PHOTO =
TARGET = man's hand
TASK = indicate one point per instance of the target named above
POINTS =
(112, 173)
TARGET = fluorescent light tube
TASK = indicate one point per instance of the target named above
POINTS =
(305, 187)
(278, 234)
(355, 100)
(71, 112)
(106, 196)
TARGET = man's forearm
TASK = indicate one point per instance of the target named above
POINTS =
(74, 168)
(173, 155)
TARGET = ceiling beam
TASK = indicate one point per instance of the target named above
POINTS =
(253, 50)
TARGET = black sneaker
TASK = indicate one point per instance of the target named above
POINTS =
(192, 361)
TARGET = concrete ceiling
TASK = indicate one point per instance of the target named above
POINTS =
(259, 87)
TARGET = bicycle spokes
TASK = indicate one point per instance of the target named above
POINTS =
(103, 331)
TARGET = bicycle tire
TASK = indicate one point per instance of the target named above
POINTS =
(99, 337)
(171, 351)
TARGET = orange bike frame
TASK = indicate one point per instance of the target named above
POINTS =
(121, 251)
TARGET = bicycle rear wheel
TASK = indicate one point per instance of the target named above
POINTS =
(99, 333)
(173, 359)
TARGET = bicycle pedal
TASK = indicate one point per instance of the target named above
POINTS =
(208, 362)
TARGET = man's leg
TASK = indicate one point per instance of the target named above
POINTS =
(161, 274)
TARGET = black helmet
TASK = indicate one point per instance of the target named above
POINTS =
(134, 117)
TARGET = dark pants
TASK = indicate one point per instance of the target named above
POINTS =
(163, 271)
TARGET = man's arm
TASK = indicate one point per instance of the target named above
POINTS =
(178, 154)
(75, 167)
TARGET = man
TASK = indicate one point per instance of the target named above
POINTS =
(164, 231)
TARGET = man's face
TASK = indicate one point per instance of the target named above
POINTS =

▶ WORK INSTRUCTIONS
Can you reproduce, character for character, the lines that start with the one containing "TARGET = man's arm" and run through the final line above, with both of those lines included?

▶ ANSWER TO THE PROBLEM
TARGET = man's arm
TASK = indicate one point per instance of the target named above
POINTS =
(178, 154)
(75, 167)
TARGET = man
TASK = indicate one point per instance of the target named above
POINTS =
(164, 231)
TARGET = man's face
TASK = indicate one point per instance of the target named above
POINTS =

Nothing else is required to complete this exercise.